TASK TO COMPLETE — For each statement below, say yes or no to whether the league history agrees with it, and quote the deciding words from the league history. 1. Nine teams contested the Premier League in 2007. 2. Queanbeyan City sat out the 2009 season after its licence was revoked. 3. Woden Weston FC took the red in its strip from Weston Creek.

EXTRACT —
>> START

The National Premier Leagues Capital Football 1 (also known as NPL ACT 1 or simply NPL1) is a soccer competition contested by clubs affiliated to Capital Football. The league is the highest level (level 1) competition in the Australian Capital Territory (ACT) region. It is a subdivision of the National Premier Leagues and sits in Level 2 in the overall Australian league system.

History

The competition was restructured after the 2006 season, based on criterion requiring a development pathway within clubs where each club must field a team in a reserves and Under-18 divisions.  Nine teams contested in the Premier League in 2007, cutting Gungahlin Juventus, White Eagles and reigning premier Cooma Tigers from the top tier.

The same nine teams remained in the Premier League for 2008 and 2009.  The pathway system was expanded to include a Premier U16 competition, with all nine clubs required to field a team from their club or an affiliated club.  Capital Football initially revoked the licence of Queanbeyan City for the 2009 season, citing a non-compliance with the developmental and administrative standards expected for the league.  However, Queanbeyan were reinstated on appeal and following the presentation of further evidence demonstrating these standards could be met.

At the close of the 2009 season, the licences of all participating clubs were reviewed and expressions of interest sought for new additional entrants to the competition for 2010–2012.

In November 2014 Woden Weston FC was incorporated with the intention to merge the elite levels of Woden Valley FC and Weston Molonglo FC into one club, to compete in the National Premier Leagues in 2015 and beyond. The new merged club was officially launched on 20 February 2015, with colours for their new strip sourced from both clubs (black from Weston Creek and red from Woden Valley).

In 2016 the league was expanded to 10 teams with the addition of the Canberra United Academy (CUA) team. The decision by Capital Football to include the CUA in the top division of ACT soccer was met with opposition by other clubs in the league, citing concern with the prospect of losing their best young players to the Academy.  Along with the addition of the CUA, other clubs were concerned with lack of action taken on making the Presidents of the NPL clubs voting members of the Capital Football board. A possible rebel league was mooted, and it was believed there had already been contact made with the Referees' Association and potential sponsorship lined up by the NPL clubs.

2016 also saw the establishment of the Capital Football Charity Shield to be played between the Federation Cup winners and NPL league champions before the start of the regular NPL season, as a charity fund-raiser. The inaugural Capital Football Charity Shield match was contested on 18 March 2016 between Canberra FC (2015 League premiers) and Gungahlin United (2015 Federation Cup winners) at Gungahlin Enclosed Oval.

>> END

MATERIAL —
>> START

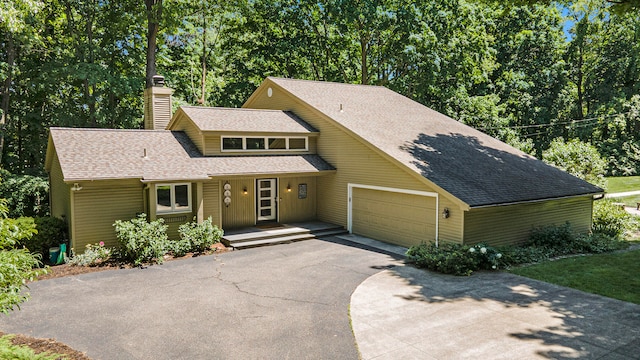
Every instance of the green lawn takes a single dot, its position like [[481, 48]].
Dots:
[[611, 275], [623, 183]]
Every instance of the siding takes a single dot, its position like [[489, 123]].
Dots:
[[293, 209], [241, 211], [355, 163], [98, 205], [401, 219], [211, 199], [512, 224], [59, 193], [213, 146]]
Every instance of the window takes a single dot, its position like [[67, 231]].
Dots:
[[173, 198], [264, 143], [231, 143]]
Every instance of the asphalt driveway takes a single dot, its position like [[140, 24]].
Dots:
[[280, 302]]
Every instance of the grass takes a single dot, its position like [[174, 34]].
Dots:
[[623, 183], [611, 275]]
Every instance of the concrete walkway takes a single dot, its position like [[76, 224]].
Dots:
[[408, 313]]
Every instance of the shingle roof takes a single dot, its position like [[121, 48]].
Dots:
[[470, 165], [246, 120], [93, 154]]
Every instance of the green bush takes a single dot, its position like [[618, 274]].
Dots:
[[23, 352], [557, 238], [94, 255], [610, 219], [51, 232], [142, 241], [454, 259]]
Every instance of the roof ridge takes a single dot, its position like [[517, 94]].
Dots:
[[109, 130], [329, 82]]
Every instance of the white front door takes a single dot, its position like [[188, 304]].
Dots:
[[266, 197]]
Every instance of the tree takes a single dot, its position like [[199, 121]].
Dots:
[[577, 158]]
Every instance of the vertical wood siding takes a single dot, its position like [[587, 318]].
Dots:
[[355, 163], [98, 205], [512, 224], [293, 209], [241, 211]]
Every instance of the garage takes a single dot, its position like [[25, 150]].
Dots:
[[398, 216]]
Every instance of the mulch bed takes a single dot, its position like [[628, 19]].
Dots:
[[51, 345]]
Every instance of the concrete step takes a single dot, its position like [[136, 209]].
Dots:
[[270, 241]]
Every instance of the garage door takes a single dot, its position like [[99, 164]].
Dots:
[[394, 217]]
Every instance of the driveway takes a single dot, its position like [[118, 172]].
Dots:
[[407, 313], [280, 302]]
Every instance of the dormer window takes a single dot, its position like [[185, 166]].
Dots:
[[257, 143]]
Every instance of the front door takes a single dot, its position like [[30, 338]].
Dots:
[[267, 195]]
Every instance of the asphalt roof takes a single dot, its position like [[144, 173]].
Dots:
[[246, 120], [472, 166], [93, 154]]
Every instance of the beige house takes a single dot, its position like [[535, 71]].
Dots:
[[362, 157]]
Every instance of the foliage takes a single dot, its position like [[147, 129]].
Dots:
[[196, 237], [23, 352], [610, 219], [51, 232], [142, 241], [26, 195], [94, 254], [544, 243], [16, 264], [577, 158], [455, 259], [603, 274]]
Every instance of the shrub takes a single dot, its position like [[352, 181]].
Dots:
[[94, 254], [50, 232], [610, 219], [199, 237], [559, 239], [142, 241], [447, 258]]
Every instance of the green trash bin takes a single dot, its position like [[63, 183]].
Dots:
[[54, 252]]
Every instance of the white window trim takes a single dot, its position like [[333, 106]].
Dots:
[[266, 143], [172, 193]]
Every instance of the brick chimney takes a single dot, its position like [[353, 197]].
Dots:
[[157, 105]]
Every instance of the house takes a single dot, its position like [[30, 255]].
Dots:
[[362, 157]]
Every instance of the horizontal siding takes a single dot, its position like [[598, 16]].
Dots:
[[512, 224], [241, 211], [59, 193], [402, 219], [355, 163], [98, 205], [211, 200], [293, 209], [213, 147]]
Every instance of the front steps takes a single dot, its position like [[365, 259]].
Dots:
[[279, 234]]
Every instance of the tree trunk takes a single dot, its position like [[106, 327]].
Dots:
[[154, 13], [6, 86]]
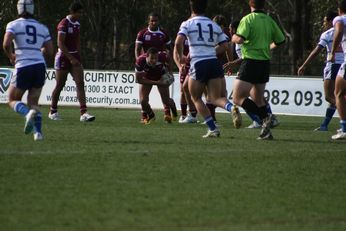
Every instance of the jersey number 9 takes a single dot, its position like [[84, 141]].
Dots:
[[31, 32]]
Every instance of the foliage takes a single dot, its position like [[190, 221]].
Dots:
[[118, 174], [109, 28]]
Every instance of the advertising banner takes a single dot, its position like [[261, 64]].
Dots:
[[118, 89]]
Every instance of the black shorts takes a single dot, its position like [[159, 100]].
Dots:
[[205, 70], [254, 71], [28, 77]]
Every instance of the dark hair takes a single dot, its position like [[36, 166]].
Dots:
[[220, 20], [75, 7], [198, 6], [258, 4], [342, 6], [153, 14], [330, 15], [235, 24], [152, 51]]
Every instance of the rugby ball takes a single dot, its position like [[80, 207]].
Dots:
[[167, 78]]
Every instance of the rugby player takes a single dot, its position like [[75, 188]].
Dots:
[[330, 70], [68, 60], [340, 82], [206, 71], [154, 36], [150, 68], [32, 42]]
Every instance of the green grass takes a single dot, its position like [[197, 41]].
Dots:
[[117, 174]]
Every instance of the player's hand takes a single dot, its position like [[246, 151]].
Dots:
[[331, 58], [75, 62], [228, 67], [13, 59], [301, 70]]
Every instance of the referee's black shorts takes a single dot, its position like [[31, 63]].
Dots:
[[254, 71]]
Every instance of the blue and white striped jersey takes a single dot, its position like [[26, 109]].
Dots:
[[29, 37], [326, 41], [203, 35], [342, 19]]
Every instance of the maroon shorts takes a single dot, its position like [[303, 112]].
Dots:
[[63, 63]]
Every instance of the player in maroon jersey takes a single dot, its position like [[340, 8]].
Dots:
[[154, 36], [150, 67], [68, 60]]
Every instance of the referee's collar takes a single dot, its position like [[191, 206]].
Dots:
[[259, 11]]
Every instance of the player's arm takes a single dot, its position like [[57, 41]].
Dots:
[[141, 79], [229, 52], [64, 50], [338, 33], [138, 49], [7, 46], [48, 50], [308, 60], [222, 48], [178, 50], [237, 39], [169, 64]]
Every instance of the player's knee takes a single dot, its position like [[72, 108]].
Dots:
[[237, 100]]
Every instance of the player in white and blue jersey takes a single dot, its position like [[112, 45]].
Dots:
[[32, 42], [330, 70], [339, 24], [206, 71]]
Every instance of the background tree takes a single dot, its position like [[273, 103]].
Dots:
[[109, 28]]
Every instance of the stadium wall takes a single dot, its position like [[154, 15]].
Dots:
[[118, 89]]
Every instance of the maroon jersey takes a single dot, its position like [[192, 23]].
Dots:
[[152, 72], [71, 30], [158, 39]]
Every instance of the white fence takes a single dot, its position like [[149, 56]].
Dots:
[[118, 89]]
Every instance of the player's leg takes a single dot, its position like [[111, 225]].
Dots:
[[329, 88], [183, 101], [258, 91], [215, 88], [196, 89], [60, 78], [209, 104], [77, 73], [33, 97], [20, 82], [167, 101], [144, 91], [192, 116], [340, 96]]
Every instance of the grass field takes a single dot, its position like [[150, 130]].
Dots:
[[117, 174]]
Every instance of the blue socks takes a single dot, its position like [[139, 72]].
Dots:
[[21, 108], [38, 122], [210, 123], [343, 125], [254, 117], [228, 106], [329, 115]]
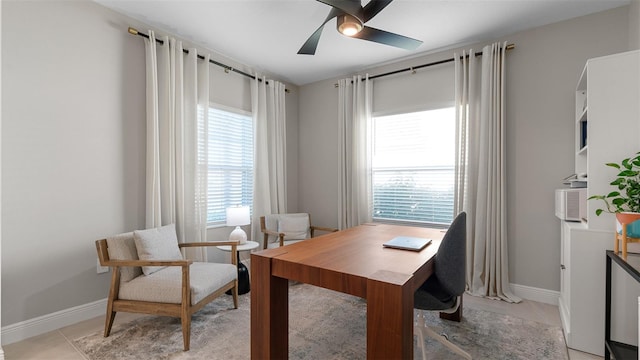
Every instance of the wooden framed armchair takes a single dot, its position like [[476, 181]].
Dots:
[[285, 229], [150, 276]]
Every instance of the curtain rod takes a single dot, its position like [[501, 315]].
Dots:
[[227, 68], [414, 68]]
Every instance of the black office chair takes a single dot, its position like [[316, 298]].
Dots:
[[442, 292]]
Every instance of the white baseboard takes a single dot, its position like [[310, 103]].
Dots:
[[40, 325], [536, 294], [43, 324]]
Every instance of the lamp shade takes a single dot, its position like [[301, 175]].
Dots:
[[238, 215]]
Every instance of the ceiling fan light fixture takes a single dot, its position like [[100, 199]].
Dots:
[[348, 25]]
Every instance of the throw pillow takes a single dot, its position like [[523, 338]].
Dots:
[[157, 244], [294, 227]]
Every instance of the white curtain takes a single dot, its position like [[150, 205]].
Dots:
[[176, 178], [270, 171], [480, 170], [354, 151]]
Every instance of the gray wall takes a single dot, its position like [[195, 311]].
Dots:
[[73, 154], [541, 73], [634, 25]]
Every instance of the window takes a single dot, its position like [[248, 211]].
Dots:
[[413, 167], [230, 167]]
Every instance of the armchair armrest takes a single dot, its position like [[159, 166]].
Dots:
[[116, 263], [234, 247]]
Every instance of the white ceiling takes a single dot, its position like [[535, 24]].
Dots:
[[266, 34]]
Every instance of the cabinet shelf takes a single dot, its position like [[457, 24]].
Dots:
[[583, 115], [583, 150]]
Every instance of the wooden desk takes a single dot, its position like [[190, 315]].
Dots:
[[351, 261]]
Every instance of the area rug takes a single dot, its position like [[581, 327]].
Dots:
[[323, 324]]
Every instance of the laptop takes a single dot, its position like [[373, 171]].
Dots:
[[407, 243]]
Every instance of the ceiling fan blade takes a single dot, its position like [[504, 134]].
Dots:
[[373, 8], [309, 46], [387, 38], [351, 7]]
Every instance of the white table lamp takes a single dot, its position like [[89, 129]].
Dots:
[[238, 216]]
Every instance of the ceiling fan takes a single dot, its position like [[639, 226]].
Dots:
[[350, 19]]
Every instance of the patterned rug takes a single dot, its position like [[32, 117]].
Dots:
[[323, 325]]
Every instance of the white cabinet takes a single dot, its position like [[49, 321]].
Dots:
[[582, 286], [607, 129]]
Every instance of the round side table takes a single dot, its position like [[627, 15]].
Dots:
[[243, 273]]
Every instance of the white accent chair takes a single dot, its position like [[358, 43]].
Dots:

>> END

EXERCISE RESULT —
1. Yes: "Nine teams contested in the Premier League in 2007"
2. No: "However, Queanbeyan were reinstated on appeal"
3. No: "black from Weston Creek and red from Woden Valley"